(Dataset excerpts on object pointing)
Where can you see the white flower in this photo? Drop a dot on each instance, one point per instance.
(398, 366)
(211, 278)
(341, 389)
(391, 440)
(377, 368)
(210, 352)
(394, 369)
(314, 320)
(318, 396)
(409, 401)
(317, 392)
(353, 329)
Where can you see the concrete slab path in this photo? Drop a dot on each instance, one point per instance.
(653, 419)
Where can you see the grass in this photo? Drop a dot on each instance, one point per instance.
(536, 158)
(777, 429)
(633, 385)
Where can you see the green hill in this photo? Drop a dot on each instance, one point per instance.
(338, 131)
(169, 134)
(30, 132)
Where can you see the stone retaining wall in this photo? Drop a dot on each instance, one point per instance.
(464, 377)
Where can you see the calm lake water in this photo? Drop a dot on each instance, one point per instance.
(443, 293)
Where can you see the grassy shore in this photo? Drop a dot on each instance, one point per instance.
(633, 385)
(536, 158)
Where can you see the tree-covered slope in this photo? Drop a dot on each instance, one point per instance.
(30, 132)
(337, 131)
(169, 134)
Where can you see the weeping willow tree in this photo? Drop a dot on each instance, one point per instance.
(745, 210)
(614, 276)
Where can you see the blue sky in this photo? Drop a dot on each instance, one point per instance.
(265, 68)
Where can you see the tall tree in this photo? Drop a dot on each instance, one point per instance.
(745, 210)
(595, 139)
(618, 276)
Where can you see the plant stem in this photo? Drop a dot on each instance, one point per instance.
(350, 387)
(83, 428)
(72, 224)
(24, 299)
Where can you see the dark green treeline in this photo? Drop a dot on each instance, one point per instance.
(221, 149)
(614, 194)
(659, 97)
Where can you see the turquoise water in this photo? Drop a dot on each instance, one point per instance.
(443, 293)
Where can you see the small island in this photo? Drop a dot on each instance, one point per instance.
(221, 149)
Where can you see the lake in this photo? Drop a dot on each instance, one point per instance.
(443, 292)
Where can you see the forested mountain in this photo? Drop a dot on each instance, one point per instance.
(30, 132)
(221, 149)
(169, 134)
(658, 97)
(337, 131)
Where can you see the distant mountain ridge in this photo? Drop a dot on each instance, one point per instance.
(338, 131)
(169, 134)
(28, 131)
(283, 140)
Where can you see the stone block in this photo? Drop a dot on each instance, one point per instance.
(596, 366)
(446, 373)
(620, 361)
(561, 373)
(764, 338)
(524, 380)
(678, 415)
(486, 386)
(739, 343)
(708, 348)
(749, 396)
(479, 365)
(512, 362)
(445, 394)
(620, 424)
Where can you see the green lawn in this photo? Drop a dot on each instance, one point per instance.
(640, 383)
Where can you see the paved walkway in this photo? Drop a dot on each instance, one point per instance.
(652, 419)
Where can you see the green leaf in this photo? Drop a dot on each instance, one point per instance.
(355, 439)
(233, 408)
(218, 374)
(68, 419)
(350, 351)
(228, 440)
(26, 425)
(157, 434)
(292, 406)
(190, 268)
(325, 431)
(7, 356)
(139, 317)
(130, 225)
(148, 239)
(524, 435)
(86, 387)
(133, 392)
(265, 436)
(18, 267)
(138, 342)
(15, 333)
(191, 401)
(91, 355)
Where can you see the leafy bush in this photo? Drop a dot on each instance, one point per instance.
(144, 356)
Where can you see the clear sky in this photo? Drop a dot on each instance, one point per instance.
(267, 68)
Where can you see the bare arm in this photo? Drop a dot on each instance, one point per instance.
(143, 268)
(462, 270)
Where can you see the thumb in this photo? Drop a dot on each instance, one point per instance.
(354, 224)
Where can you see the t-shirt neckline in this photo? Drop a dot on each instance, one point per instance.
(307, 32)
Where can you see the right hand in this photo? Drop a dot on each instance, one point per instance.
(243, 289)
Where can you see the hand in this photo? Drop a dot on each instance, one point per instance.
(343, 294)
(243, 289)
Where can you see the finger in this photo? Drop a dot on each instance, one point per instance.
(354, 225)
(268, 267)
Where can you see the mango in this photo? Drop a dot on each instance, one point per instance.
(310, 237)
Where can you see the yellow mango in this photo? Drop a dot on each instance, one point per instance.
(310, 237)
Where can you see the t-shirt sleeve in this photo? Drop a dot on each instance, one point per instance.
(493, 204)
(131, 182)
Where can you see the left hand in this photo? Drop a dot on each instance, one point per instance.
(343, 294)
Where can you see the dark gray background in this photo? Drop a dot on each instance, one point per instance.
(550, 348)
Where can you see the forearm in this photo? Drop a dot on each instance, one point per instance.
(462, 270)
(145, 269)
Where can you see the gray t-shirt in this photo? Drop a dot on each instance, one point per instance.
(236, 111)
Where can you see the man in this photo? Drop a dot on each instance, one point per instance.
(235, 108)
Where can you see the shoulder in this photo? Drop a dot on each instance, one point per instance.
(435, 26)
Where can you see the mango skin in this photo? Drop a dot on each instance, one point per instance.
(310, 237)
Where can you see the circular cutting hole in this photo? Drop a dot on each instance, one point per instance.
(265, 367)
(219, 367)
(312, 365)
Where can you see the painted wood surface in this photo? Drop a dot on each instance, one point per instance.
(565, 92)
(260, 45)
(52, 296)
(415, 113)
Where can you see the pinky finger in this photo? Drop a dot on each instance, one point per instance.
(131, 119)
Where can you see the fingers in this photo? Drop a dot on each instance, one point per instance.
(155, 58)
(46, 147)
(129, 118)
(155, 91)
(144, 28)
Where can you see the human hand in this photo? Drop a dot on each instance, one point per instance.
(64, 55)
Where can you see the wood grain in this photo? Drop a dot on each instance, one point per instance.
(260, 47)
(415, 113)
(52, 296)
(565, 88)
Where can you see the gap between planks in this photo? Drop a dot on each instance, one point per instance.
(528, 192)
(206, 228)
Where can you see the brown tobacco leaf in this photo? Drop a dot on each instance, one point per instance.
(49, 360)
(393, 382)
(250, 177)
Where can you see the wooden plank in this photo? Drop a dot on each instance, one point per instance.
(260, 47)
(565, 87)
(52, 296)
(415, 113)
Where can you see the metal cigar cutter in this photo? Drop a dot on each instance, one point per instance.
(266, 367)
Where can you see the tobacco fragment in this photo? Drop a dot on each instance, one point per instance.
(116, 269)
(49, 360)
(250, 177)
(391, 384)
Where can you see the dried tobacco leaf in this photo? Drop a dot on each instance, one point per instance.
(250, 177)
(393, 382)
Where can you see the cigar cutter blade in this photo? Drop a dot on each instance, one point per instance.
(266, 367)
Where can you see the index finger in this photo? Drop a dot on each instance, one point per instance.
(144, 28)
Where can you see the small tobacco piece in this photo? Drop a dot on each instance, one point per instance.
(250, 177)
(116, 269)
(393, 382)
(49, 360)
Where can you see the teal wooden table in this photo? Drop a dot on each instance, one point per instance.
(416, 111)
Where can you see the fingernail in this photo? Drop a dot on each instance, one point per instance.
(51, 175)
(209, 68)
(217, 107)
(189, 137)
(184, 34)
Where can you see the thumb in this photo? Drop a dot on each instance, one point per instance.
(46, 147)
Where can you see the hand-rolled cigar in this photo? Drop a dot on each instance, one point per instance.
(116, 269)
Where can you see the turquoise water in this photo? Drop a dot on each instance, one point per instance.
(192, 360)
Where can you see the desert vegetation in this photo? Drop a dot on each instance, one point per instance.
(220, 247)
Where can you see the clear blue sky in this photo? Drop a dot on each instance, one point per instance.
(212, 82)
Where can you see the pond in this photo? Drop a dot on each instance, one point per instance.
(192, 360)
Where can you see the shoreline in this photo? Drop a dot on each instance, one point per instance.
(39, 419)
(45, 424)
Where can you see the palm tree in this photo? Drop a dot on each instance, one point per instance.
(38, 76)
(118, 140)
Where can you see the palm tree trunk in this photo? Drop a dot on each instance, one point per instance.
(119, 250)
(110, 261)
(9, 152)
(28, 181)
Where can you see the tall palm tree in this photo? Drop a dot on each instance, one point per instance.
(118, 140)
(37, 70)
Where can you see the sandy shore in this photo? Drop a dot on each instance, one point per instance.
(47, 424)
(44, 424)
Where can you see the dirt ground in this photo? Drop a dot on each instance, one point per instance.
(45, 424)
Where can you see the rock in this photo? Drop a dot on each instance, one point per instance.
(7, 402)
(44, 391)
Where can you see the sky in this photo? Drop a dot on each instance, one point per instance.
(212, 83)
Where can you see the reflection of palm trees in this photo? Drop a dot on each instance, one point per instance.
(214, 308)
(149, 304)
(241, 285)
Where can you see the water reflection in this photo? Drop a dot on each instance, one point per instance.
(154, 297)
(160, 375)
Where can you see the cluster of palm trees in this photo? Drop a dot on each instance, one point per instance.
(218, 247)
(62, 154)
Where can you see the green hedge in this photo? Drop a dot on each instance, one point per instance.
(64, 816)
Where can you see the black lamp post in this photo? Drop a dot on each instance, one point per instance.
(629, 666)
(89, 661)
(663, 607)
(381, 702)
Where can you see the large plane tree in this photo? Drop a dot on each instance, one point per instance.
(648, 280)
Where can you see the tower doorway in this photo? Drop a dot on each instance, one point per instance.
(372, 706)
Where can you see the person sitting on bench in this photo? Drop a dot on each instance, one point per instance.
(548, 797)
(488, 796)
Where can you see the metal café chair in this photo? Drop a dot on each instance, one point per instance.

(Exercise details)
Beginning at the line containing "Where can you see the cluster", repeat each line exactly through the last line of the entries, and include no other lines.

(Answer to the problem)
Where can you see the cluster of palm trees in this photo? Drop a dot on each instance, one point per instance.
(218, 247)
(62, 154)
Where can you see the green hedge in this photo? Drop a dot on each instance, one point per instance.
(64, 816)
Where can you see the black lamp post in this photo? Drop a dot on each instance, one point per instance.
(629, 666)
(89, 661)
(663, 607)
(381, 702)
Where can you see the large plane tree in this photo? Drop a dot on each instance, one point per instance.
(648, 280)
Where can you see the tower doorway in this photo? Drop a dot on each instance, one point per instance.
(372, 706)
Where can you see the person sitting on bench in this photo? Drop a dot on each instance, one point per instance.
(548, 797)
(488, 796)
Where can you see the metal café chair in this photo? Drop a dot on each instance, one point per instance.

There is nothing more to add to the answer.